## Exercise text
==*==
What is Social Phobia?
Feb 18, 2009 | Author: Bio Behavioral Institute
The main feature of social phobia is a persistent and uncontrollable fear of social situations, including situations where one is expected to perform. People with this disorder have an irrational fear that they will be embarrassed, scrutinized, judged, or humiliated in public. Speaking in public, eating in public, using public lavatories, or virtually any other activity that might be carried out in the presence of others can elicit extreme anxiety. When exposed to these situations, these individuals are likely to experience extreme levels of anxiety or panic attacks. Social phobia is diagnosed only if the fear intrudes in the social or occupational functioning of the individual.
What are the Symptoms?
Individuals with this disorder tend to be hypersensitive to evaluation, criticism and rejection. They have difficulty in being assertive and experience low self esteem. They also may have poor social skills and engage in visible signs of anxiety such as cold clammy hands, tremors and shaky voice. Students with social phobia tend to be underachievers as they have test anxiety and also avoid participating in class activities. Adults with this disorder tend to be underachievers at work as they shy away from speaking in groups or to authority figures. These individuals tend not to have much social support and are likely to remain single. In severe cases, this individuals may drop out of school or be unemployed.
Among children, social phobia may be presented as crying tantrums, freezing, clinging to a familiar person and even refusing to talk altogether. Young children may be extremely timid and avoiding playing with other children.
Social phobia may be manifested differently, depending on the social and cultural context of the individual. For example, in Japan, social phobia is manifested as extreme fear of bringing offense to others instead of fearing being embarrassed. One form of social phobia observed in east some asian cultures, taijin kyofusho, may present itself as a fear that eye contact, blushing or even one's body odor will be offensive to others.
Who Suffers from Social Phobia?
Epidemiological studies demonstrate that social phobia could be as prevalent as 13% of the population.
First signs of the disorder usually appears during the mid-teens, but could also begin during childhood. The onset of the disorder is usually in conjunction with a stressful and humiliating event. If untreated, individuals may suffer from social phobia through out his/her life.
The current psychiatric diagnostic manual (DSM-IV) indicates the following diagnostic criteria:
DSM-IV DIAGNOSTIC CRITERIA
- A marked and persistent fear of one or more social or performance situations in which the person is exposed to unfamiliar people or to possible scrutiny by others.
- Exposure to the feared social situation almost invariably provokes anxiety, which may take the form of a situationally bound or situationally predisposed Panic Attack.
- The person recognizes that the fear is excessive or unreasonable.
- The feared social or performance situations are avoided or else are endured with intense anxiety or distress.
- The avoidance, anxious anticipation, or distress in the feared social or performance situation(s) interferes significantly with the person's normal routine, occupational (academic) functioning, or social activities or relationships, or there is marked distress about having the phobia.
==*==
[Recorded data]
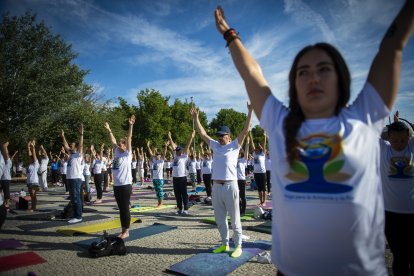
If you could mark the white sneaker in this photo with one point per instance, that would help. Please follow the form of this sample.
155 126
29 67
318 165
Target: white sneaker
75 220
==*==
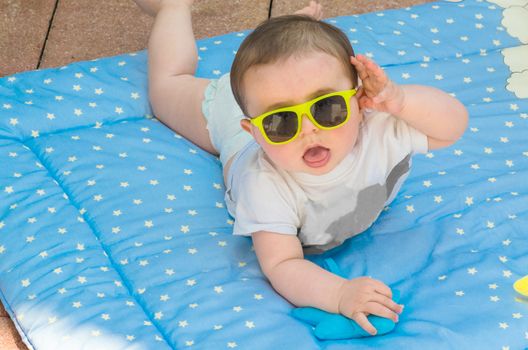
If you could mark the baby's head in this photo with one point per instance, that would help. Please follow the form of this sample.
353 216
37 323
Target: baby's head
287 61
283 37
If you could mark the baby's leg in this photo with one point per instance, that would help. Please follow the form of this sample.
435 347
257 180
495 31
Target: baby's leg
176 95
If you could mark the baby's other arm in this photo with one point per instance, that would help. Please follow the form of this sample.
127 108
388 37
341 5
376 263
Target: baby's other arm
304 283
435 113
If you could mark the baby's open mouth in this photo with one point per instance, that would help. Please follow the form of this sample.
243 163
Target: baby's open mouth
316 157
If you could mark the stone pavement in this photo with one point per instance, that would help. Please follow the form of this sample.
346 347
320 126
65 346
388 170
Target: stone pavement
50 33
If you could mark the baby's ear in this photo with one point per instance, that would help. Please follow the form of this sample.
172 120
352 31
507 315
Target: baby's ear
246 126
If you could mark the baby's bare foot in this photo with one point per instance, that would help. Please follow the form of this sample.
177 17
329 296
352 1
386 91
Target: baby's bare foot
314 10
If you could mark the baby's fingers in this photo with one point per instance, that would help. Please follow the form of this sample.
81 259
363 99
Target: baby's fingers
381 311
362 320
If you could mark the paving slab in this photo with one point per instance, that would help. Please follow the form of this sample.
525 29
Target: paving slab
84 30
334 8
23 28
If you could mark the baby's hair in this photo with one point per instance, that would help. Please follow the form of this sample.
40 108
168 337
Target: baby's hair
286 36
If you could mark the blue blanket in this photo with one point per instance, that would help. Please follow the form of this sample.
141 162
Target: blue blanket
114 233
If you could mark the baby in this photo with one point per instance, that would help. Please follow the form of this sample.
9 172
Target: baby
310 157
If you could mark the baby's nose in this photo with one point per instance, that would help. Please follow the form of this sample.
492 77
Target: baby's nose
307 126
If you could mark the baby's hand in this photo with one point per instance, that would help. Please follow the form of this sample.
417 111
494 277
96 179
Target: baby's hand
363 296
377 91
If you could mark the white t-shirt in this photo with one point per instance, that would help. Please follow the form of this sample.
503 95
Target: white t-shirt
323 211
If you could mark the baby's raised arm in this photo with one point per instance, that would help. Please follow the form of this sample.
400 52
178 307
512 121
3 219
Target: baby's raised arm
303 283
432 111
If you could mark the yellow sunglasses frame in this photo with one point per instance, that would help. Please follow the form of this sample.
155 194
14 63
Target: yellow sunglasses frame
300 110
==*==
## Task prompt
Using the text on social phobia, explain in one to three sentences why students with the disorder tend to be underachievers.

## Answer to this exercise
Students with social phobia tend to be underachievers because they have test anxiety. They also avoid participating in class activities.